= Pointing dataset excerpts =
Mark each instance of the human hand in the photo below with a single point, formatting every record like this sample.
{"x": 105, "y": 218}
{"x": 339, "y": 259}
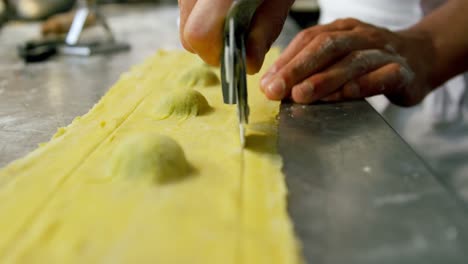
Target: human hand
{"x": 202, "y": 22}
{"x": 348, "y": 60}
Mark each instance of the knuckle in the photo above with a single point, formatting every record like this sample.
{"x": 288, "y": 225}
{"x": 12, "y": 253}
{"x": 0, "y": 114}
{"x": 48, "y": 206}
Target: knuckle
{"x": 328, "y": 42}
{"x": 346, "y": 22}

= Exercise =
Write out all the rows again, renaming "instance" to "occurrence" everywhere it appears and changing nothing else. Leave the pictures out.

= Task solution =
Mark each occurrence of the human hand in the photo below with a single point, formatting every record like this sample.
{"x": 105, "y": 218}
{"x": 339, "y": 259}
Target: human hand
{"x": 202, "y": 22}
{"x": 348, "y": 60}
Mark each occurrence of the knuckle in the photo above with a single point, formatting every record like this sample.
{"x": 288, "y": 225}
{"x": 12, "y": 253}
{"x": 0, "y": 114}
{"x": 48, "y": 206}
Target: knuckle
{"x": 328, "y": 42}
{"x": 346, "y": 22}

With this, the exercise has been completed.